Copy word for word the part of the data below that opens with the line containing "query (the noun phrase to segment): blue sky" and closes with the line containing "Trace every instance of the blue", including both of those lines and nothing else.

- - -

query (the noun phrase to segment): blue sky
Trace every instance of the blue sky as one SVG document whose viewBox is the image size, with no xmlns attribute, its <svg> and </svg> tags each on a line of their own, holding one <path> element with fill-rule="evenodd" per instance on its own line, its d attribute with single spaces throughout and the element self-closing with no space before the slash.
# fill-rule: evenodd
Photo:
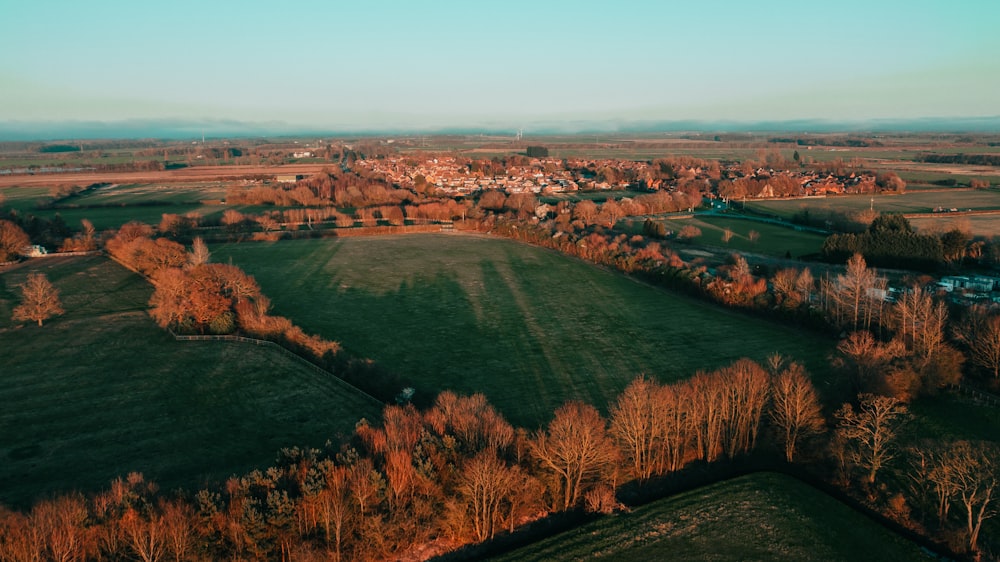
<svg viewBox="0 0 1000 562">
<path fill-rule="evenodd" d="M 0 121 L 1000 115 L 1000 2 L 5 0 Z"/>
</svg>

- - -

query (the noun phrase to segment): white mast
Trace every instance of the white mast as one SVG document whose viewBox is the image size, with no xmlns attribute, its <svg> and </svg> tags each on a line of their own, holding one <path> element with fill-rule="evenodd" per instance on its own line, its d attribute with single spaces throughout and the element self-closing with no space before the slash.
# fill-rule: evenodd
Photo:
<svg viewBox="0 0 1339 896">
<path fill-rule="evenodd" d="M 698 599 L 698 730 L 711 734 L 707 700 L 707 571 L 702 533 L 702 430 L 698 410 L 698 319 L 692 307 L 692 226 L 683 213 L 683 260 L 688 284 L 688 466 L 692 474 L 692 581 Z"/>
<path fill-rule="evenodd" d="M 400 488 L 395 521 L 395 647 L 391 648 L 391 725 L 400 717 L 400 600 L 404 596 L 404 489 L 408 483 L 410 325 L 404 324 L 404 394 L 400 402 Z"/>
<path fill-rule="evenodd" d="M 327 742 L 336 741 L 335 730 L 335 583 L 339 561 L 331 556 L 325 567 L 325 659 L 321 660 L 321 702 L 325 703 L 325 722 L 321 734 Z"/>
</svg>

- - -

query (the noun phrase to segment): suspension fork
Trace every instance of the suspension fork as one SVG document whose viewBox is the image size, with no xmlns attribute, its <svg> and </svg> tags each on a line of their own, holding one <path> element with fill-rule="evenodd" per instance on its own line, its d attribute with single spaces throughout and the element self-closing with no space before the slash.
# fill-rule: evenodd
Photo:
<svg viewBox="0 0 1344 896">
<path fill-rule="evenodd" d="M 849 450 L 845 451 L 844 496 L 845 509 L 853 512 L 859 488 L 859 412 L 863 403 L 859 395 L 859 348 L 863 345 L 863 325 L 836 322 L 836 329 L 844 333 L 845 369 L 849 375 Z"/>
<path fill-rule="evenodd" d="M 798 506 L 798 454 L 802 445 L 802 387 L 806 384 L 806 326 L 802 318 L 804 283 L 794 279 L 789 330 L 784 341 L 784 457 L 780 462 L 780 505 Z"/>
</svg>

- - -

> _Result of this exercise_
query (the noun phrase to segment): blue sky
Trace every instance of the blue sky as one SVG document whose viewBox is the image size, with no xmlns attribute, its <svg> and </svg> tags each on a line of their own, holding one <path> element with fill-rule="evenodd" per instance on its own line, its d attribute with single spaces throughout and the element self-closing with no space before the slash.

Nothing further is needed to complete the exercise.